### DESCRIPTION OF THE TASK
The lines wanted run from the first one below through the one with "rough mask: <svg". Return them exactly.
Segment Start: GIVEN DATA
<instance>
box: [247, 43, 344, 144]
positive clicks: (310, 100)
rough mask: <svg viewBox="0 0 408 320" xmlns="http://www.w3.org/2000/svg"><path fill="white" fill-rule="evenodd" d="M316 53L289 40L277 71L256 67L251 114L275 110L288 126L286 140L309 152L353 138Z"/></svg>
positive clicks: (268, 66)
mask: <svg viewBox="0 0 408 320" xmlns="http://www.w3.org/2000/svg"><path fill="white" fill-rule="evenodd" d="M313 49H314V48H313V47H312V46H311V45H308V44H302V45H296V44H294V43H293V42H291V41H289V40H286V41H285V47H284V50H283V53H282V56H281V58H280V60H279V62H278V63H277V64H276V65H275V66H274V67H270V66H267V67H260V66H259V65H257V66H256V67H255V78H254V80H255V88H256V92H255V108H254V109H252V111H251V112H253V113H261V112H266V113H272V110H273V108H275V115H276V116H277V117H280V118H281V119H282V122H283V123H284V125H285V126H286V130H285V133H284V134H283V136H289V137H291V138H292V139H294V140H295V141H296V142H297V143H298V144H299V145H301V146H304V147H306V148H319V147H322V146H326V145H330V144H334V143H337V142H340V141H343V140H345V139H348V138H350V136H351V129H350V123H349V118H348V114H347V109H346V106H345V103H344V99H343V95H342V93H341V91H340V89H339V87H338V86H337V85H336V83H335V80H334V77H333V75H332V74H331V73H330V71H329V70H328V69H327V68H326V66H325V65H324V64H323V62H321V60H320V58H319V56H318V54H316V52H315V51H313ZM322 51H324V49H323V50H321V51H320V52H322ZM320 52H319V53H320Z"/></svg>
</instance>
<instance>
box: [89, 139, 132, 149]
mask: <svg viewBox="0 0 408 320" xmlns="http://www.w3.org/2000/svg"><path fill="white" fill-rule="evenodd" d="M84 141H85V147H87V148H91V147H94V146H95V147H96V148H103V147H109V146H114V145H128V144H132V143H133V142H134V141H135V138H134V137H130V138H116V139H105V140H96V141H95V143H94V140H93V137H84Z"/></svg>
Segment End: GIVEN DATA
### SOLUTION FOR THIS TASK
<instance>
box: [247, 43, 344, 144]
positive clicks: (310, 100)
rough mask: <svg viewBox="0 0 408 320" xmlns="http://www.w3.org/2000/svg"><path fill="white" fill-rule="evenodd" d="M316 53L289 40L277 71L256 67L251 114L275 110L288 126L286 140L309 152L353 138Z"/></svg>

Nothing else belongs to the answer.